Data listing:
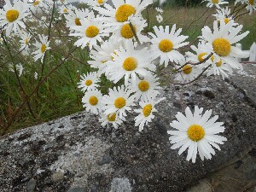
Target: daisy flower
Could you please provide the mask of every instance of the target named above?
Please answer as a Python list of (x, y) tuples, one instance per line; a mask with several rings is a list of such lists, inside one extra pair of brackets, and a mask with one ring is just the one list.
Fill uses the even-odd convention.
[(94, 7), (101, 15), (100, 19), (107, 22), (107, 26), (113, 27), (113, 32), (119, 29), (123, 22), (128, 21), (131, 17), (142, 18), (141, 12), (153, 0), (113, 0), (113, 7), (105, 3), (103, 7)]
[(219, 5), (229, 3), (224, 0), (203, 0), (202, 2), (207, 2), (207, 7), (208, 8), (212, 8), (215, 5), (218, 9), (220, 9)]
[(135, 82), (130, 81), (128, 87), (135, 92), (136, 101), (145, 100), (152, 94), (159, 93), (157, 90), (162, 89), (158, 79), (156, 75), (148, 73), (143, 79), (137, 77)]
[[(181, 66), (183, 66), (185, 61), (183, 61)], [(187, 64), (182, 68), (181, 72), (176, 75), (175, 80), (183, 83), (190, 82), (197, 78), (201, 73), (201, 69), (199, 68), (198, 66)]]
[(152, 36), (152, 59), (160, 57), (160, 64), (165, 64), (166, 67), (169, 61), (178, 63), (184, 60), (184, 56), (177, 50), (178, 48), (189, 44), (188, 42), (183, 42), (189, 37), (180, 35), (182, 29), (175, 32), (176, 25), (172, 26), (171, 32), (169, 26), (166, 26), (165, 29), (162, 26), (159, 28), (157, 26), (153, 28), (155, 34), (149, 32), (149, 35)]
[(155, 10), (160, 14), (162, 14), (164, 12), (163, 9), (160, 8), (155, 8)]
[(101, 113), (101, 118), (99, 121), (102, 123), (102, 126), (109, 126), (109, 125), (112, 125), (115, 129), (119, 127), (119, 125), (123, 123), (123, 121), (125, 120), (125, 118), (123, 117), (123, 119), (119, 119), (118, 115), (116, 115), (116, 113), (109, 113), (109, 114), (104, 114)]
[(156, 20), (158, 23), (160, 23), (163, 21), (163, 17), (162, 15), (160, 15), (160, 14), (158, 15), (156, 15)]
[(232, 68), (241, 68), (241, 65), (237, 61), (236, 57), (246, 58), (248, 54), (243, 52), (241, 49), (232, 46), (232, 44), (239, 42), (245, 38), (249, 32), (238, 34), (242, 26), (230, 28), (233, 26), (233, 21), (230, 20), (227, 24), (224, 20), (220, 21), (218, 27), (218, 21), (213, 22), (213, 32), (208, 26), (205, 26), (202, 31), (202, 38), (207, 42), (205, 49), (213, 53), (218, 61), (222, 60), (224, 62), (230, 65)]
[(125, 84), (127, 85), (130, 77), (136, 80), (137, 74), (144, 77), (149, 73), (147, 69), (155, 69), (148, 49), (135, 49), (132, 40), (126, 41), (125, 46), (119, 46), (115, 53), (112, 54), (113, 60), (106, 62), (106, 73), (115, 84), (125, 77)]
[(71, 9), (67, 10), (67, 15), (64, 15), (66, 18), (66, 26), (71, 29), (77, 26), (82, 26), (80, 20), (84, 20), (84, 18), (91, 19), (94, 17), (94, 13), (89, 9), (79, 9), (76, 7), (71, 7)]
[(70, 36), (79, 37), (79, 39), (75, 42), (74, 45), (81, 46), (84, 49), (89, 44), (90, 49), (93, 45), (96, 45), (98, 42), (102, 41), (102, 37), (108, 36), (109, 34), (104, 31), (104, 26), (102, 21), (97, 21), (95, 19), (80, 20), (81, 26), (76, 26), (74, 29), (75, 32), (71, 33)]
[(88, 73), (81, 75), (81, 81), (78, 83), (79, 88), (82, 88), (82, 91), (92, 90), (99, 86), (100, 79), (96, 72)]
[[(132, 24), (136, 34), (141, 43), (150, 41), (150, 39), (147, 36), (142, 34), (142, 31), (148, 25), (147, 20), (138, 20), (137, 18), (131, 18), (130, 21), (123, 22), (122, 25), (120, 25), (120, 27), (113, 32), (113, 35), (111, 36), (111, 38), (114, 39), (115, 41), (125, 41), (129, 39), (133, 39), (136, 42), (132, 30), (129, 26), (130, 22)], [(107, 29), (107, 32), (112, 32), (112, 29)]]
[(5, 1), (3, 9), (0, 9), (0, 28), (6, 30), (7, 37), (9, 37), (11, 32), (20, 32), (20, 27), (25, 29), (22, 20), (28, 15), (29, 5), (26, 1), (14, 0), (13, 3), (12, 5), (10, 1)]
[(101, 75), (106, 72), (106, 62), (113, 60), (111, 54), (115, 54), (115, 49), (118, 49), (120, 43), (109, 38), (104, 41), (101, 46), (95, 45), (90, 51), (90, 57), (94, 61), (88, 61), (87, 62), (93, 68), (97, 68), (98, 74)]
[(67, 5), (61, 5), (58, 8), (58, 12), (60, 15), (67, 15), (68, 14)]
[(82, 98), (83, 107), (87, 112), (98, 114), (102, 111), (102, 104), (100, 101), (102, 98), (102, 94), (96, 89), (90, 90), (85, 92)]
[(48, 41), (48, 37), (44, 35), (38, 35), (40, 41), (37, 41), (34, 44), (37, 48), (37, 50), (32, 53), (34, 55), (34, 61), (37, 61), (41, 58), (41, 62), (43, 62), (44, 56), (45, 55), (46, 50), (50, 49), (49, 41)]
[(183, 153), (188, 148), (187, 160), (192, 159), (192, 162), (195, 162), (196, 154), (199, 154), (201, 160), (212, 159), (212, 154), (215, 154), (212, 148), (220, 150), (218, 144), (223, 144), (227, 138), (217, 134), (224, 131), (222, 122), (216, 122), (218, 115), (211, 118), (212, 110), (207, 110), (202, 114), (203, 108), (195, 107), (194, 114), (189, 108), (186, 108), (184, 116), (181, 113), (177, 113), (176, 118), (177, 120), (172, 121), (170, 125), (177, 131), (167, 131), (170, 137), (172, 149), (180, 148), (178, 154)]
[(256, 0), (248, 0), (246, 2), (247, 6), (246, 7), (247, 10), (249, 11), (251, 15), (253, 11), (256, 11)]
[(138, 113), (139, 114), (135, 117), (135, 126), (139, 126), (139, 131), (143, 130), (144, 125), (148, 125), (148, 123), (152, 122), (152, 119), (154, 118), (153, 113), (157, 112), (154, 106), (164, 100), (165, 98), (160, 98), (158, 101), (156, 100), (157, 93), (154, 93), (151, 96), (148, 96), (145, 100), (141, 101), (139, 105), (142, 108), (134, 109), (134, 112)]
[(216, 17), (216, 20), (218, 22), (220, 22), (220, 20), (224, 20), (225, 24), (230, 22), (230, 20), (233, 20), (233, 26), (237, 26), (238, 24), (234, 21), (233, 16), (230, 15), (230, 9), (229, 8), (221, 8), (219, 9), (217, 9), (217, 13), (215, 15), (212, 15), (212, 16)]
[(113, 90), (109, 89), (108, 96), (103, 96), (102, 100), (104, 114), (112, 114), (116, 113), (119, 119), (126, 116), (125, 111), (131, 111), (131, 106), (135, 106), (134, 96), (130, 89), (125, 88), (124, 85), (120, 87), (114, 87)]

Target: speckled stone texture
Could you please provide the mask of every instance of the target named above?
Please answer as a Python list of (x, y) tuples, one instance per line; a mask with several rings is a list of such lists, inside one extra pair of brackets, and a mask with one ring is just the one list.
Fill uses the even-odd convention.
[[(166, 87), (159, 115), (142, 132), (132, 114), (115, 130), (81, 112), (5, 136), (0, 191), (183, 191), (255, 148), (256, 67), (247, 67), (246, 74), (225, 81), (203, 78), (186, 87)], [(219, 115), (228, 141), (212, 160), (197, 157), (193, 164), (186, 153), (170, 148), (167, 130), (177, 112), (195, 105)]]

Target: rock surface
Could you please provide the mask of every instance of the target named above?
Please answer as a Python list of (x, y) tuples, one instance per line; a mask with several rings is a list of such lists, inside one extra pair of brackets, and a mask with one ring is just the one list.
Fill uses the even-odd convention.
[[(81, 112), (2, 137), (0, 191), (183, 191), (217, 170), (233, 167), (254, 151), (256, 141), (256, 67), (245, 68), (246, 74), (226, 81), (207, 78), (166, 88), (159, 114), (142, 132), (132, 115), (115, 130), (102, 128), (96, 116)], [(177, 112), (195, 105), (218, 114), (228, 141), (212, 160), (198, 158), (192, 164), (186, 153), (170, 148), (166, 131)], [(248, 164), (243, 181), (253, 187), (255, 155)]]

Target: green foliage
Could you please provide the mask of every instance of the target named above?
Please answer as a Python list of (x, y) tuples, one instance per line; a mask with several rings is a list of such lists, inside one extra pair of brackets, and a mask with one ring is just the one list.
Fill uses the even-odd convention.
[(201, 0), (175, 0), (175, 3), (177, 6), (188, 6), (195, 7), (201, 6)]

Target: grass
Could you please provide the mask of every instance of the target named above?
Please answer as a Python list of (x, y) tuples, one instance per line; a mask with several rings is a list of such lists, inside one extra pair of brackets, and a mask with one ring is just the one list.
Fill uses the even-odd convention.
[[(182, 9), (182, 7), (164, 7), (163, 9), (163, 20), (170, 18), (165, 22), (165, 25), (172, 26), (176, 24), (177, 28), (183, 28), (182, 33), (189, 37), (188, 39), (189, 42), (195, 41), (197, 37), (201, 35), (201, 28), (204, 26), (209, 26), (211, 27), (215, 18), (212, 16), (212, 15), (214, 14), (214, 9), (208, 9), (207, 7), (201, 6), (183, 9)], [(155, 19), (155, 16), (159, 13), (157, 13), (154, 8), (150, 8), (149, 11), (151, 12), (149, 15), (149, 28), (152, 30), (154, 26), (160, 26), (160, 24), (159, 24)], [(143, 16), (147, 18), (146, 11), (143, 12)], [(241, 15), (237, 18), (236, 22), (244, 26), (242, 32), (251, 32), (247, 38), (240, 42), (242, 44), (243, 49), (249, 49), (253, 42), (256, 41), (256, 33), (253, 32), (256, 29), (256, 15), (253, 14), (252, 14), (252, 15)], [(191, 23), (192, 25), (190, 26)]]
[[(184, 32), (183, 34), (189, 36), (189, 41), (190, 42), (195, 40), (201, 34), (201, 29), (204, 25), (211, 26), (213, 21), (213, 17), (210, 16), (212, 15), (212, 11), (207, 12), (202, 15), (207, 10), (207, 8), (204, 7), (178, 10), (179, 8), (164, 8), (164, 20), (170, 17), (165, 24), (172, 26), (177, 23), (177, 27), (182, 27), (183, 32)], [(155, 20), (156, 11), (151, 8), (149, 12), (149, 31), (151, 31), (153, 26), (159, 24)], [(146, 18), (147, 14), (143, 13), (143, 15)], [(189, 26), (191, 22), (201, 16), (201, 19)], [(251, 33), (241, 41), (243, 49), (248, 49), (252, 43), (256, 41), (256, 33), (253, 32), (256, 28), (256, 15), (241, 16), (237, 20), (237, 22), (244, 25), (244, 31), (251, 31)], [(63, 29), (63, 27), (60, 28)], [(58, 32), (60, 31), (55, 32), (55, 35)], [(67, 44), (55, 44), (52, 49), (54, 51), (51, 51), (52, 55), (47, 55), (44, 75), (57, 66), (65, 55), (73, 49), (73, 41), (69, 42), (69, 38), (65, 37), (61, 38)], [(12, 44), (9, 42), (9, 44), (15, 47), (16, 42), (15, 40)], [(12, 62), (6, 47), (0, 46), (0, 124), (3, 125), (9, 119), (14, 111), (19, 108), (25, 96), (14, 72), (9, 71), (9, 65)], [(34, 79), (34, 73), (37, 72), (38, 77), (40, 76), (42, 64), (40, 62), (35, 63), (30, 57), (20, 56), (14, 53), (13, 56), (14, 62), (16, 64), (21, 62), (25, 68), (20, 81), (26, 94), (29, 95), (38, 83), (39, 79)], [(77, 88), (77, 83), (80, 79), (80, 74), (90, 71), (87, 65), (89, 55), (85, 49), (84, 50), (78, 49), (72, 55), (72, 57), (47, 79), (39, 87), (38, 91), (29, 100), (34, 117), (26, 106), (9, 128), (8, 132), (84, 110), (81, 103), (83, 94)], [(102, 82), (102, 91), (107, 93), (108, 87), (112, 87), (113, 84), (103, 77)], [(3, 129), (2, 131), (0, 129), (0, 134), (1, 131)]]

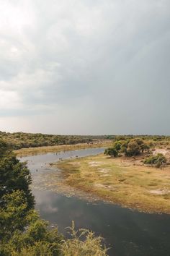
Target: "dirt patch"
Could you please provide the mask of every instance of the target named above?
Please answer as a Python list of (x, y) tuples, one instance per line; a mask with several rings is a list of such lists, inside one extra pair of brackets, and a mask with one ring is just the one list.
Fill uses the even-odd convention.
[(154, 194), (154, 195), (167, 195), (170, 193), (170, 190), (167, 189), (154, 189), (154, 190), (149, 190), (149, 193)]

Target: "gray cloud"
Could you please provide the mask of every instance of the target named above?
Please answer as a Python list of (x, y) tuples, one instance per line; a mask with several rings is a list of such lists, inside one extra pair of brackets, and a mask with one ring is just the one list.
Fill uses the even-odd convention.
[(168, 0), (0, 4), (0, 129), (169, 134)]

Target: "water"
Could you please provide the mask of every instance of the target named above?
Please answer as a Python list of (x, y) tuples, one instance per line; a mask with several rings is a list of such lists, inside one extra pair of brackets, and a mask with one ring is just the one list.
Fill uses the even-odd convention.
[[(48, 171), (45, 163), (59, 158), (96, 155), (102, 148), (48, 153), (22, 158), (28, 161), (33, 179), (37, 171)], [(88, 202), (75, 197), (67, 197), (50, 191), (34, 189), (36, 208), (42, 218), (67, 234), (66, 227), (73, 220), (76, 228), (93, 230), (104, 238), (104, 243), (112, 247), (108, 251), (113, 256), (170, 256), (170, 216), (146, 214), (122, 208), (118, 205), (98, 202)]]

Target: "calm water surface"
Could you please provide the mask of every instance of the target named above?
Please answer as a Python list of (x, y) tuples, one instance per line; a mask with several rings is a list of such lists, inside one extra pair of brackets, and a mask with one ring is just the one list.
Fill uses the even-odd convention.
[[(103, 148), (86, 149), (24, 157), (32, 179), (38, 172), (50, 171), (45, 163), (73, 157), (97, 155)], [(57, 171), (57, 170), (56, 170)], [(104, 238), (113, 256), (170, 256), (170, 216), (146, 214), (102, 202), (87, 202), (56, 192), (34, 189), (36, 208), (42, 218), (58, 224), (67, 234), (66, 227), (73, 220), (76, 228), (86, 228)]]

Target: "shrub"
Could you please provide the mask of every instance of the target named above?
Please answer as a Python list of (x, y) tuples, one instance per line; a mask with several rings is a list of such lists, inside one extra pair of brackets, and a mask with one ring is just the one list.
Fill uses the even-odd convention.
[[(74, 223), (72, 222), (71, 239), (64, 240), (61, 247), (63, 255), (69, 256), (107, 256), (106, 248), (101, 246), (102, 238), (94, 236), (92, 231), (81, 229), (75, 230)], [(79, 232), (79, 235), (78, 233)], [(80, 238), (81, 238), (80, 239)], [(84, 240), (84, 241), (82, 241)]]
[(143, 163), (145, 164), (154, 165), (156, 167), (160, 168), (166, 163), (166, 158), (163, 154), (158, 153), (156, 155), (152, 155), (146, 158)]
[(104, 153), (110, 156), (115, 156), (115, 158), (117, 157), (118, 155), (118, 152), (115, 149), (115, 148), (108, 148), (105, 150)]

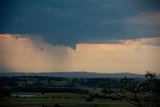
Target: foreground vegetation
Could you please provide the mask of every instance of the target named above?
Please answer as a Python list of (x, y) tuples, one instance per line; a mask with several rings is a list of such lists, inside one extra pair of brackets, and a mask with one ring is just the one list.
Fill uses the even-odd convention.
[(0, 106), (158, 107), (160, 80), (146, 78), (0, 77)]

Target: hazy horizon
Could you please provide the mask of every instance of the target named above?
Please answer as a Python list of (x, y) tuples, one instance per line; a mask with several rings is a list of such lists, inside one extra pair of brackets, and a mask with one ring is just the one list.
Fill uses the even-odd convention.
[(160, 73), (158, 0), (2, 0), (0, 72)]

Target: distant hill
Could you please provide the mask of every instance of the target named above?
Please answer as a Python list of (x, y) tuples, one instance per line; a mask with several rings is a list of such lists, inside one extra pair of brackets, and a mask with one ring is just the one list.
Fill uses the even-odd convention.
[(0, 72), (2, 76), (50, 76), (64, 78), (144, 78), (144, 75), (134, 73), (94, 73), (94, 72), (47, 72), (47, 73), (21, 73), (21, 72)]

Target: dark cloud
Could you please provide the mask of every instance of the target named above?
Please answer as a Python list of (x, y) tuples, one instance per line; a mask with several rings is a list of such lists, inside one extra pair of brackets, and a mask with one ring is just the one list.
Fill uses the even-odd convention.
[[(159, 36), (152, 27), (125, 23), (159, 0), (1, 0), (0, 33), (41, 35), (44, 41), (75, 47), (87, 39)], [(155, 29), (155, 28), (154, 28)], [(138, 32), (137, 32), (138, 30)]]

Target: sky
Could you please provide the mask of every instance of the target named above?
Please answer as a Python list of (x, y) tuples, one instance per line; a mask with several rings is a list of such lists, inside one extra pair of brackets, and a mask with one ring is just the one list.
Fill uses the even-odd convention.
[(159, 0), (1, 0), (0, 71), (159, 73)]

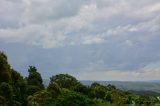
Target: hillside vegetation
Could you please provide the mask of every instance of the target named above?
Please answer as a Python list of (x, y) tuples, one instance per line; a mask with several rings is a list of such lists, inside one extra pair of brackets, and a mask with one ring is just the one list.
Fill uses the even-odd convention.
[(83, 85), (69, 74), (53, 75), (44, 87), (41, 74), (29, 66), (24, 78), (0, 52), (0, 106), (158, 106), (159, 96), (138, 96), (113, 85)]

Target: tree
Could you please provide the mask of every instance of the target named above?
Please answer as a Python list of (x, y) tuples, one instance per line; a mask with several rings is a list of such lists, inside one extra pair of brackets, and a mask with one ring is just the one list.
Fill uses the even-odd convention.
[(61, 94), (61, 88), (57, 83), (54, 82), (49, 84), (47, 91), (51, 93), (52, 98), (56, 98)]
[(27, 77), (28, 85), (34, 85), (34, 86), (39, 86), (40, 88), (44, 88), (41, 74), (37, 72), (36, 67), (29, 66), (28, 72), (29, 72), (29, 76)]
[(80, 82), (73, 76), (68, 74), (59, 74), (50, 78), (50, 83), (57, 83), (61, 88), (74, 89)]
[(106, 91), (107, 91), (107, 88), (105, 86), (94, 82), (90, 87), (90, 96), (92, 98), (104, 99)]
[(0, 83), (11, 81), (10, 65), (7, 62), (7, 56), (0, 51)]
[(58, 96), (55, 104), (52, 106), (97, 106), (94, 101), (92, 101), (87, 96), (70, 91), (67, 89), (62, 89), (62, 94)]
[(1, 83), (0, 95), (7, 100), (8, 105), (13, 104), (13, 96), (14, 96), (13, 89), (8, 83), (6, 82)]

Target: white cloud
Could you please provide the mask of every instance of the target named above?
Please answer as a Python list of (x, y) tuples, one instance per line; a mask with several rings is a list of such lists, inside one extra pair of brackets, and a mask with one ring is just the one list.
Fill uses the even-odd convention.
[[(0, 41), (34, 45), (42, 50), (63, 49), (60, 52), (64, 56), (57, 53), (58, 56), (72, 58), (66, 59), (64, 66), (106, 69), (93, 72), (92, 76), (112, 78), (109, 74), (118, 76), (114, 70), (140, 71), (160, 59), (159, 12), (160, 2), (151, 0), (2, 0)], [(59, 60), (59, 64), (63, 62)], [(135, 75), (149, 77), (158, 73), (150, 72)], [(122, 72), (119, 78), (129, 73)]]

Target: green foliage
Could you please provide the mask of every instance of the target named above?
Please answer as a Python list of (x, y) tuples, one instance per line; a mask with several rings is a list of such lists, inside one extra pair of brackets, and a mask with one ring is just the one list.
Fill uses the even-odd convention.
[[(0, 95), (7, 100), (8, 104), (13, 103), (13, 89), (8, 83), (2, 82), (0, 84)], [(4, 101), (5, 99), (2, 100)]]
[(101, 98), (103, 99), (106, 95), (107, 88), (98, 83), (93, 83), (90, 87), (90, 96), (92, 98)]
[(27, 77), (28, 85), (35, 85), (43, 88), (44, 87), (43, 80), (40, 73), (37, 72), (36, 67), (29, 66), (28, 72), (29, 72), (29, 76)]
[(7, 62), (7, 56), (0, 51), (0, 83), (11, 82), (10, 65)]
[(45, 89), (36, 67), (24, 79), (0, 52), (0, 106), (159, 106), (159, 96), (141, 96), (113, 85), (85, 86), (68, 74), (54, 75)]
[(96, 104), (81, 93), (63, 89), (54, 106), (96, 106)]
[(49, 84), (47, 91), (50, 92), (52, 98), (56, 98), (61, 94), (61, 88), (57, 83), (54, 82)]
[(61, 88), (68, 88), (68, 89), (74, 89), (74, 87), (77, 84), (80, 84), (80, 82), (76, 78), (68, 74), (59, 74), (59, 75), (52, 76), (50, 78), (50, 82), (51, 83), (55, 82)]

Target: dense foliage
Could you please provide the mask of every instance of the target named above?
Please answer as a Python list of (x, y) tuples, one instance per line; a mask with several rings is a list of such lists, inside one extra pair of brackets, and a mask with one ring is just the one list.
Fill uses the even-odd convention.
[(23, 78), (0, 52), (0, 106), (155, 106), (159, 96), (136, 95), (113, 85), (85, 86), (68, 74), (53, 75), (45, 88), (41, 74), (29, 66)]

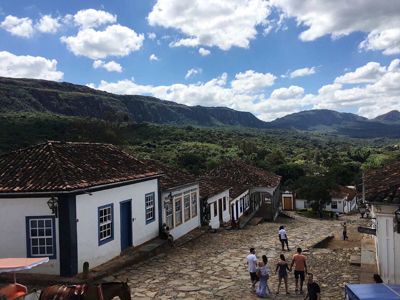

- **GOAL**
Copy the lines starting with the line that contains "Target: white cloud" and going on through the line that contains "78), (129, 73)]]", requests included. Scale every coordinate in the answers by 1.4 and round each result to a whole number, with halves rounded up.

- **EXERCISE SOLUTION**
Target: white cloud
Could you please provide the mask of every instance of the target named above?
Please answer as a Python list of (x, y) tuples, one instance per line; a mask with several rings is a list of such lists, inside one extra pair of brackets, and a mask with one ring is just the one list.
Fill uses the even-odd convention.
[[(0, 57), (48, 63), (59, 70), (88, 69), (84, 73), (90, 78), (80, 74), (81, 78), (101, 81), (92, 83), (90, 92), (148, 97), (130, 101), (129, 106), (157, 109), (153, 104), (165, 106), (160, 98), (196, 99), (224, 83), (223, 17), (224, 3), (211, 0), (3, 0)], [(83, 84), (83, 90), (88, 87)], [(189, 105), (209, 108), (221, 102), (210, 101)], [(171, 101), (167, 109), (181, 102)]]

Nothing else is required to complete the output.